> Instruções da tarefa:
Quais são as três limitações da leitura labial em contextos forenses que o texto sobre leitura labial forense destaca?

> Texto fornecido:
Embora a leitura labial tenha sido estudada no contexto de auxílio a pessoas surdas, seu uso forense não foi abordado da maneira necessária. A perícia de leitura labial pode ter um papel importante em investigações e no apoio ao campo jurídico, mas também faz-se importante analisar suas limitações e potencialidades.
LIMITAÇÕES
No uso da técnica de leitura labial em contextos forenses, destacam-se como limitações: a admissibilidade, ausência de metodologia robusta e a possível incerteza nos resultados da análise. A admissibilidade no campo pericial fonoaudiológico corresponde a uma etapa inicial da perícia, na qual se verifica se as amostras atendem a critérios mínimos para a produção de prova(10). Os elementos desta etapa que afetam de maneira mais efetiva o uso da leitura labial são: integridade, quantidade e qualidade. A integridade é o aspecto que se refere a análise do material para se averiguar se houve algum tipo de alteração, dano ou modificação do vídeo. O aspecto quantidade para a leitura labial se relaciona com a quantidade de frames da imagem, pois a baixa qualidade da imagem afeta a visualização dos movimentos articulatórios. A qualidade no contexto da leitura labial está relacionada a resolução, luminosidade, foco e posicionamento da câmera, além da qualidade do equipamento. Quando o elemento qualidade não está adequado, há influência na clareza da imagem, impossibilitando a tarefa. Além disso, é preciso observar se a face está visível, o uso de chapéus e máscaras podem impedir a visualização dos movimentos articulatórios. Outro aspecto que limita o uso da técnica é a ausência de metodologia robusta. A falta de protocolos e estudos consolidados na área diminui a confiabilidade das análises periciais. A ausência de um método pode levar o perito a interpretações com viés e, por isso, sujeita a erros. Este aspecto nos leva ao terceiro fator de limitação de uso da técnica, que é a possível incerteza nos resultados da análise. Como dito anteriormente, a leitura labial nos permite visualizar 50% da fala. Isso ocorre porque ela consegue captar apenas os fonemas produzidos na parte anterior do trato vocal. Além disso, existem fonemas que são produzidos de forma semelhante, ou seja, são homorgânicos, o que impede a distinção visual entre eles. Também é preciso levar em consideração que a leitura labial não captura informações importantes para a compreensão da fala, como a prosódia e o contexto situacional, que são fundamentais para a compreensão total do que é dito.

> Lista de registros:
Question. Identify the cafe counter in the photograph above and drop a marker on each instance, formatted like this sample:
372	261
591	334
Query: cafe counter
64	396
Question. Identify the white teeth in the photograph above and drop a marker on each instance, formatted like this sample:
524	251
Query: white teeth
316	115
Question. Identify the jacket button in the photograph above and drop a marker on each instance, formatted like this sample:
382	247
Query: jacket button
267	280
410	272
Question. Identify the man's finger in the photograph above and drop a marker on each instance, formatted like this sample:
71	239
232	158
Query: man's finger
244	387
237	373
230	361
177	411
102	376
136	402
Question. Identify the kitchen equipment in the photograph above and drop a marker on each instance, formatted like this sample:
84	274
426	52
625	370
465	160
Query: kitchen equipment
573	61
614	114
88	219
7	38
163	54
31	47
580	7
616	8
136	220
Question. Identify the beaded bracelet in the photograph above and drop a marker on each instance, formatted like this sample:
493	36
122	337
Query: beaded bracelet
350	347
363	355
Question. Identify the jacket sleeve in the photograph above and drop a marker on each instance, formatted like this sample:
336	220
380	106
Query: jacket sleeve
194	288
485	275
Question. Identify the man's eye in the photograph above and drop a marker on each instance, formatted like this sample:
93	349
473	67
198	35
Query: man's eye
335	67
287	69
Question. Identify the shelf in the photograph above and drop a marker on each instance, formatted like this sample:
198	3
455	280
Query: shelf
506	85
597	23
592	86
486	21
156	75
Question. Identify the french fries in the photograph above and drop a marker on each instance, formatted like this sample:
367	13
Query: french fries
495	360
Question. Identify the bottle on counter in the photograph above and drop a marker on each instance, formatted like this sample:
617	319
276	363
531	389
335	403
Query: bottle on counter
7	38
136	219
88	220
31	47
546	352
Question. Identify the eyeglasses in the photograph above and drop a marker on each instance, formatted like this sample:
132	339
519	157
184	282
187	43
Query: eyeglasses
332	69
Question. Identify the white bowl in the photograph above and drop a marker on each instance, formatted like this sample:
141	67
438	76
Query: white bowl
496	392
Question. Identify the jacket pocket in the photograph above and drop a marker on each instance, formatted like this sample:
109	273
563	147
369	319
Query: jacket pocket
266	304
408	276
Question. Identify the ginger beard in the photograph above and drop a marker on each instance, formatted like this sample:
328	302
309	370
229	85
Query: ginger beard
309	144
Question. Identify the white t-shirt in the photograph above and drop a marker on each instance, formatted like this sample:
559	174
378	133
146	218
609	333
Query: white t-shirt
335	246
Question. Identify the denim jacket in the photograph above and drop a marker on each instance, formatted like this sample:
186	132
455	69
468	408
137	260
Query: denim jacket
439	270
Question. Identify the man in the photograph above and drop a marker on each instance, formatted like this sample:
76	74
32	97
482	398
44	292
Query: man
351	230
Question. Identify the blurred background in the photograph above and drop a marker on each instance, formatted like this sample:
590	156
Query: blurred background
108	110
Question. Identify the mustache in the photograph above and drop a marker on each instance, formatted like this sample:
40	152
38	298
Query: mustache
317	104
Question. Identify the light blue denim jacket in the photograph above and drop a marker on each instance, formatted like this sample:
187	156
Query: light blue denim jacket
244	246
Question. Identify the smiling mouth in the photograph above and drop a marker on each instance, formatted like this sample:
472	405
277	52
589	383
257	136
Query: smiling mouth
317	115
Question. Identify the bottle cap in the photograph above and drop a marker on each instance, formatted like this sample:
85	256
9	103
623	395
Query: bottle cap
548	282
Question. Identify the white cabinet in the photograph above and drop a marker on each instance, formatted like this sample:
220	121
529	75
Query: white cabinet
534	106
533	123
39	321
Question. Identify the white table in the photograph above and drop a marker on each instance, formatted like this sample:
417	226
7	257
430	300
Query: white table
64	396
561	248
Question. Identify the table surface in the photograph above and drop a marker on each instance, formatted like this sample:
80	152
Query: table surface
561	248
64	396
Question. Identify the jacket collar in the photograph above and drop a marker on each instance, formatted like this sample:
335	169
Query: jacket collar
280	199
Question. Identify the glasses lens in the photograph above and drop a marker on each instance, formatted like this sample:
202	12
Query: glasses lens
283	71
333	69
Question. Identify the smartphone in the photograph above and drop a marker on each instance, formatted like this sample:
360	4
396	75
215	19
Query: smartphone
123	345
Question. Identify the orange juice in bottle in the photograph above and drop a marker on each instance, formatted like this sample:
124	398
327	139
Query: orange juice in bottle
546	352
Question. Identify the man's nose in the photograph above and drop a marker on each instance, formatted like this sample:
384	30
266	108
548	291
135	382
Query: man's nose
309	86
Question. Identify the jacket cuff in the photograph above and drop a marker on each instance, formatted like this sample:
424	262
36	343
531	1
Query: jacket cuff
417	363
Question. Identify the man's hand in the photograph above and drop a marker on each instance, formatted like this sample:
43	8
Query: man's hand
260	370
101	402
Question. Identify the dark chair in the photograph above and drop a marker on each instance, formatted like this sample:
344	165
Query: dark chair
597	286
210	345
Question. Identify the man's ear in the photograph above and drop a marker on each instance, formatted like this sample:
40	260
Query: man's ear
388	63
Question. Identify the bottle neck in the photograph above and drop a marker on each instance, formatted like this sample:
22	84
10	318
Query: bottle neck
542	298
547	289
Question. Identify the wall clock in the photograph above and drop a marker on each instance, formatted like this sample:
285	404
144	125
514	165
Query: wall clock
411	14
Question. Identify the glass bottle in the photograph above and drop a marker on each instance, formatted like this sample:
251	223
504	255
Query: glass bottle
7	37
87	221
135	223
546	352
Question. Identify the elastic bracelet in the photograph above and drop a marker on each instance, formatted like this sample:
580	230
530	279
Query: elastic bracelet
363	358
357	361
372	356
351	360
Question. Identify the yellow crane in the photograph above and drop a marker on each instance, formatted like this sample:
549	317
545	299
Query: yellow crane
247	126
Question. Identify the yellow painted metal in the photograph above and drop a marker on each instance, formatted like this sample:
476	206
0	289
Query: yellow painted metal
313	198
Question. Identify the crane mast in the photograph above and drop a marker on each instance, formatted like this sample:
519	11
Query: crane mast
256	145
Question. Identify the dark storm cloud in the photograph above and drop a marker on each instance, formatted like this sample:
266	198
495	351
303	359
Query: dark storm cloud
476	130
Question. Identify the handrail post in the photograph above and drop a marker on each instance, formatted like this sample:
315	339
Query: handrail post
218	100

> Resposta da tarefa:
A admissibilidade, a ausência de metodologia robusta e a possível incerteza nos resultados da análise.